Excerpts from a location annotation dataset
- - -
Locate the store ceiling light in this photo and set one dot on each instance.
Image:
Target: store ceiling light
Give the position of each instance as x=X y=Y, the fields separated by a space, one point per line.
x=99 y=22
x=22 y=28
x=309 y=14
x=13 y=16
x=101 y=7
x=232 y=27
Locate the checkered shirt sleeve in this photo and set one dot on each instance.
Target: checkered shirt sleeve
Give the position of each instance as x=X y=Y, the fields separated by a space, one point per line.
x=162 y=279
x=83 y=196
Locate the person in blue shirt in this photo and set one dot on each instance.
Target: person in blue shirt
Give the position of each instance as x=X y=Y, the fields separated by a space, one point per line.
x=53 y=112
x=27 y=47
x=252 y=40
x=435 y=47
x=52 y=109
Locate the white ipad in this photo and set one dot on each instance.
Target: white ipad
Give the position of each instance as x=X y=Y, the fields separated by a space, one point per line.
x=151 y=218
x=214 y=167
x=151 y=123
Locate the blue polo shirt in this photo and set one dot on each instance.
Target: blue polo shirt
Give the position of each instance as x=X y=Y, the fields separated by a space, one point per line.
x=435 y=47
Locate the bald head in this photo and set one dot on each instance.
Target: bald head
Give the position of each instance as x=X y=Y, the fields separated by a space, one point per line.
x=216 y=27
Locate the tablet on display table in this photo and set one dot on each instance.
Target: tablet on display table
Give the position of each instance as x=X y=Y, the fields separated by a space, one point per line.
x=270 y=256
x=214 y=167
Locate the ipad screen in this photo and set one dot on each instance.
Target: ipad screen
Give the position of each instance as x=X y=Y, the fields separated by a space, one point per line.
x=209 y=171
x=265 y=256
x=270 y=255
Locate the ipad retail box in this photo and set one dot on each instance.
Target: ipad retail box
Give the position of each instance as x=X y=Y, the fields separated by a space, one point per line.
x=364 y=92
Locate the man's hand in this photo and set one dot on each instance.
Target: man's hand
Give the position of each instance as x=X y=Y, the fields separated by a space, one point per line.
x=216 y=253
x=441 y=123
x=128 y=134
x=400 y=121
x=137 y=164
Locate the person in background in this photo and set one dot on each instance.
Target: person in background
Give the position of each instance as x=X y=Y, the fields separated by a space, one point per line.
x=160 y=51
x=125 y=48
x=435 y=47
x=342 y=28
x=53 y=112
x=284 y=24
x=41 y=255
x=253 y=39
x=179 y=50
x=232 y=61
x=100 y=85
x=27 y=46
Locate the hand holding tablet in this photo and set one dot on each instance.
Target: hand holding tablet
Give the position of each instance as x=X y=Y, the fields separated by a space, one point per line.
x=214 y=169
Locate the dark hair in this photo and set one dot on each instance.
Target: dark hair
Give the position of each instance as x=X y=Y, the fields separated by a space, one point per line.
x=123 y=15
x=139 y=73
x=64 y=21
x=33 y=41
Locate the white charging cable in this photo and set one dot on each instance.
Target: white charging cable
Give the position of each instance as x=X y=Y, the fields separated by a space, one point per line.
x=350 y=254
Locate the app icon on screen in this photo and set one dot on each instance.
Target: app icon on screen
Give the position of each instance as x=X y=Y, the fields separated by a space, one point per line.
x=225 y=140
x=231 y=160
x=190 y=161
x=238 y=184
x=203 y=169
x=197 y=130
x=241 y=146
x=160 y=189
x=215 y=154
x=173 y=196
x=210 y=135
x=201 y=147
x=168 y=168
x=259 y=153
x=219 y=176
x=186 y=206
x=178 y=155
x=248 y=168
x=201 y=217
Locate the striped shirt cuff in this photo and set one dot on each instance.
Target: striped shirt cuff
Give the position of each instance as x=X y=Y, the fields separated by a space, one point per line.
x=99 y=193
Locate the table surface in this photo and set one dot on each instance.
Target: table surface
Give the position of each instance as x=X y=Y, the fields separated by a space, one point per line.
- - -
**YOUR INSTRUCTIONS:** Format the lines above as a numbered list and leave out any blank lines.

**ANSWER IN FULL:**
1. Locate the store ceiling light in this photo and set one dot on each instance.
2. Image:
3. Target: store ceiling light
4. Give the position of each instance as x=X y=Y, the fields separated by a space, one point per line.
5. x=99 y=22
6. x=22 y=28
7. x=309 y=14
8. x=13 y=16
9. x=101 y=7
10. x=232 y=27
11. Locate the checkered shirt sleeve in this photo and set one dot on each instance.
12. Target: checkered shirt sleeve
13. Give the position of each instance as x=X y=Y, the fields separated by a space, one point per line.
14. x=162 y=279
15. x=83 y=196
16. Locate the person in blue shirt in this photo and set one dot on each instance.
17. Target: person in blue shirt
18. Give the position of each instance as x=X y=Y, the fields separated by a space, one point per line.
19. x=53 y=112
20. x=27 y=47
21. x=252 y=40
22. x=435 y=47
23. x=52 y=109
24. Locate the white ipad in this photo and set one dot on each instance.
25. Target: white ipad
26. Give the position of each instance as x=X y=Y, the fields separated by a space, one point per line.
27. x=151 y=218
28. x=214 y=167
29. x=151 y=123
30. Locate the blue polo shirt in this photo and set one dot on each instance.
31. Target: blue polo shirt
32. Give the position of each instance as x=X y=Y, the fields separated by a space, one point per line.
33. x=435 y=47
34. Locate the bald head in this photo and set one dot on each instance.
35. Target: bald head
36. Give the position of each instance as x=X y=Y, the fields separated by a space, one point per line.
37. x=216 y=27
38. Locate the tablet on display table in this photo and set one dot on each instance.
39. Target: tablet on display table
40. Give the position of each instance as x=X y=Y, the fields separated by a space, one point per line.
41. x=270 y=256
42. x=214 y=167
43. Locate the ipad screen in this photo and set one dot on each instance.
44. Target: ipad screen
45. Give the position of each instance as x=X y=Y, the fields separated by a space, one point per line.
46. x=209 y=171
47. x=265 y=256
48. x=270 y=255
49. Locate the ipad retail box in this photo and set one dot on each instance.
50. Target: ipad retail box
51. Give the position of each instance as x=X y=Y, the fields separated by a space, one point per line.
52. x=364 y=92
53. Locate the man's hand in this photo and set one dot on each instance.
54. Target: man's hand
55. Give the position of each instance as x=X y=Y, the fields separated by a space, one point per line.
56. x=216 y=253
57. x=441 y=123
58. x=128 y=134
59. x=400 y=121
60. x=137 y=164
61. Locate the person in background in this photo and set one dot on each instance.
62. Target: person in background
63. Give the position of each instance as x=X y=Y, the fields separated by a space, one point per line.
64. x=160 y=51
65. x=125 y=48
66. x=435 y=47
67. x=342 y=28
68. x=53 y=112
69. x=284 y=24
70. x=41 y=255
71. x=253 y=39
72. x=179 y=50
73. x=232 y=61
74. x=100 y=85
75. x=27 y=46
76. Locate the hand holding tablet in this photo and set one dot on each instance.
77. Target: hand holding tablet
78. Give the position of each instance as x=X y=Y, the fields separated by a space, one point per line.
79. x=214 y=169
80. Locate the dark hair in this photo and set one dot on each instance.
81. Target: dark hair
82. Give the position of each instance as x=X y=Y, the fields separated by a space, one point per line.
83. x=123 y=15
84. x=139 y=73
85. x=64 y=21
86. x=33 y=41
87. Locate the white charging cable in this photo and set one dot on each instance.
88. Target: white charging cable
89. Give the position of each instance as x=X y=Y, the fields separated by a space, one point per line.
90. x=350 y=254
91. Locate the app icon on screen in this photo and set one dot on each instance.
92. Target: app icon on screen
93. Give the position of each instance as x=X y=Y, the fields separated by a space, one point per line.
94. x=225 y=140
95. x=231 y=160
96. x=190 y=161
97. x=238 y=184
98. x=203 y=169
99. x=197 y=130
100. x=241 y=146
101. x=160 y=189
102. x=215 y=154
103. x=173 y=196
104. x=210 y=135
105. x=201 y=147
106. x=168 y=168
107. x=259 y=153
108. x=219 y=176
109. x=186 y=206
110. x=178 y=155
111. x=248 y=168
112. x=201 y=217
113. Locate the striped shirt cuff in this photo and set one dot on each instance.
114. Target: striped shirt cuff
115. Give the position of each instance as x=X y=Y, the fields separated by a space, one point per line.
116. x=99 y=193
117. Locate the table surface in this photo and set one dot on each instance.
118. Target: table surface
119. Give the position of each instance as x=X y=Y, the fields separated by a space, one point per line.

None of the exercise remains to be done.